→ **Kutipan**:
Jawaban Yesus itu tidak berarti bahwa Dia meremehkan ibu dan sanak saudara-Nya. Tetapi, kehadiran mereka semata-mata memberikan kepada-Nya kesempatan untuk menggambarkan pokok ajaran-Nya kepada banyak orang itu, dan lebih-lebih kepada ahli-ahli taurat. Bahwa hubungan bialogis juga penting, tetapi amat lebih penting adalah relasi teologis dengan Tuhan. Jawaban yang diberikan oleh Yesus itu juga sama sekali tidak menurunkan kesucian hubungan kekeluargaan melainkan meneguhkan bahwa ikatan keluarga rohani Allah yang didasarkan pada ketaatan kepada kehendak Allah adalah lebih dalam dan lebih berharga daripada hubungan kekeluargaan secara jasmani.

→ **Petunjuk Tugas a**:
Jawablah pertanyaan berikut berdasarkan kutipan tentang jawaban Yesus.
(i) Kehadiran ibu dan sanak saudara Yesus memberi-Nya kesempatan untuk melakukan apa?
(ii) Relasi apa yang disebut amat lebih penting?
(iii) Ikatan keluarga rohani Allah didasarkan pada apa?
Baris-baris data di bawah ini tidak berhubungan dengan kutipan di atas.

→ **Data yang Tersedia**:
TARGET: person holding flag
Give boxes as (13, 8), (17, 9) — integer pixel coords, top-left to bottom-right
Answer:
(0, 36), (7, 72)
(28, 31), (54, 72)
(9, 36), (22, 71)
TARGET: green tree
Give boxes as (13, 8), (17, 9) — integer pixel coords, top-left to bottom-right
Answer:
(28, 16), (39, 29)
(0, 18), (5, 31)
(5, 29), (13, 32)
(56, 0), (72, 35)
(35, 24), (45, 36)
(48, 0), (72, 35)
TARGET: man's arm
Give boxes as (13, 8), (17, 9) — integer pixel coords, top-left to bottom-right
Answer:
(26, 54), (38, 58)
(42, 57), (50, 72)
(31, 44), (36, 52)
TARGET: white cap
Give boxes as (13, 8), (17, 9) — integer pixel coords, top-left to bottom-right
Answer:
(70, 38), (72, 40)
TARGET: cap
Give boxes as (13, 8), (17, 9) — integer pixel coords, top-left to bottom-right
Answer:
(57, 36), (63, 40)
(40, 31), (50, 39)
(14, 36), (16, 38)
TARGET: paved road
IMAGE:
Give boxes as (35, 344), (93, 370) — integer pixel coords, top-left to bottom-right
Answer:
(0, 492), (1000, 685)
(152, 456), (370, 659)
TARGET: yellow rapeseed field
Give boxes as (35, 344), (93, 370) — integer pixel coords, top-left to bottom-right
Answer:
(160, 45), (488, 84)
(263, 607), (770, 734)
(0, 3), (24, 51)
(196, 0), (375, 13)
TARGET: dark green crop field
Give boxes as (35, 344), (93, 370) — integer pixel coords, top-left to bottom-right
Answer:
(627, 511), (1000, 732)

→ **Petunjuk Tugas b**: Salin persis baris-baris data, mulai dari baris yang memuat "TARGET: dark green crop field" sampai baris terakhir data.

→ **Jawaban Lengkap a**:
(i) Untuk menggambarkan pokok ajaran-Nya kepada banyak orang itu, dan lebih-lebih kepada ahli-ahli taurat.
(ii) Relasi teologis dengan Tuhan.
(iii) Pada ketaatan kepada kehendak Allah.

→ **Jawaban Lengkap b**:
TARGET: dark green crop field
Give boxes as (35, 344), (93, 370) — integer pixel coords, top-left to bottom-right
Answer:
(627, 511), (1000, 732)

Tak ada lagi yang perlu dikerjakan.